Stated goal -
Rewrite the stretch of records from the line containing "Task: pick out twine" through the line containing "<point>1133,107</point>", requests included, and shift every answer point by adding -54 to each of its coordinates. Leave the sample points in the requests as they are.

Given records -

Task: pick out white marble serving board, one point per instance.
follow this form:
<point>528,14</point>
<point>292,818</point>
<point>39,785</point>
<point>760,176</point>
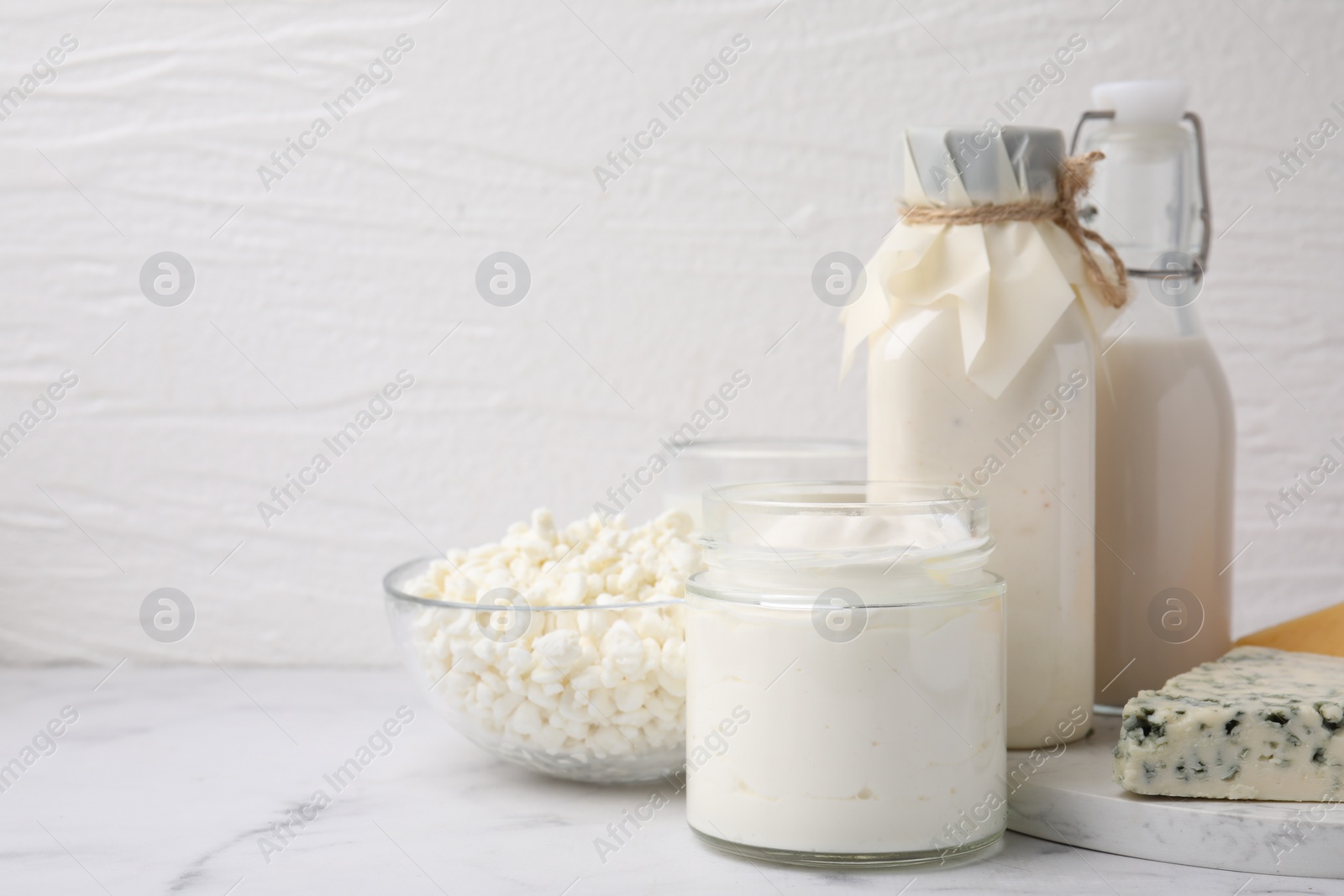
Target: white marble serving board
<point>1072,799</point>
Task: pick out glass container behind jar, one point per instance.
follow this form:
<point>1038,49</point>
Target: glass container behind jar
<point>739,461</point>
<point>846,676</point>
<point>1166,429</point>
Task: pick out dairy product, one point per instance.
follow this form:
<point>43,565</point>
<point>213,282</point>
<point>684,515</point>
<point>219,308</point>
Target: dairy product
<point>571,681</point>
<point>1164,512</point>
<point>1256,725</point>
<point>869,651</point>
<point>980,317</point>
<point>1030,454</point>
<point>879,745</point>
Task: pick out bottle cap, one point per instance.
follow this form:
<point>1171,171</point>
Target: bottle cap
<point>1142,102</point>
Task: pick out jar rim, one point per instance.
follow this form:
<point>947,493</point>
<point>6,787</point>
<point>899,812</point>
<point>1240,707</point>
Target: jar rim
<point>833,528</point>
<point>914,497</point>
<point>994,586</point>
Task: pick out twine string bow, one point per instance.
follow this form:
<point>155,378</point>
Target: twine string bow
<point>1074,175</point>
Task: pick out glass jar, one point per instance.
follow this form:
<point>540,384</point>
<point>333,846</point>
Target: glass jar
<point>846,676</point>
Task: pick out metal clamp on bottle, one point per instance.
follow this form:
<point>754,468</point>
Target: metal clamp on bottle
<point>1133,107</point>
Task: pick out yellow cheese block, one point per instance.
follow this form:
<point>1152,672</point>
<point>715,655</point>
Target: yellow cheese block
<point>1320,631</point>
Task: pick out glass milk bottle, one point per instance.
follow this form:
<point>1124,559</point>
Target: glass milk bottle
<point>981,374</point>
<point>1166,432</point>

Full response -
Task: pick out twine string bow, one point per instance.
follow this form:
<point>155,378</point>
Target: twine string bow
<point>1020,121</point>
Task: pick out glass jar, one point per instance.
follow this form:
<point>540,384</point>
<point>333,846</point>
Target: glass jar
<point>792,622</point>
Task: pick out metal clamp on bottle, one point per instance.
follow this form:
<point>754,468</point>
Target: metal clamp on bottle
<point>1079,53</point>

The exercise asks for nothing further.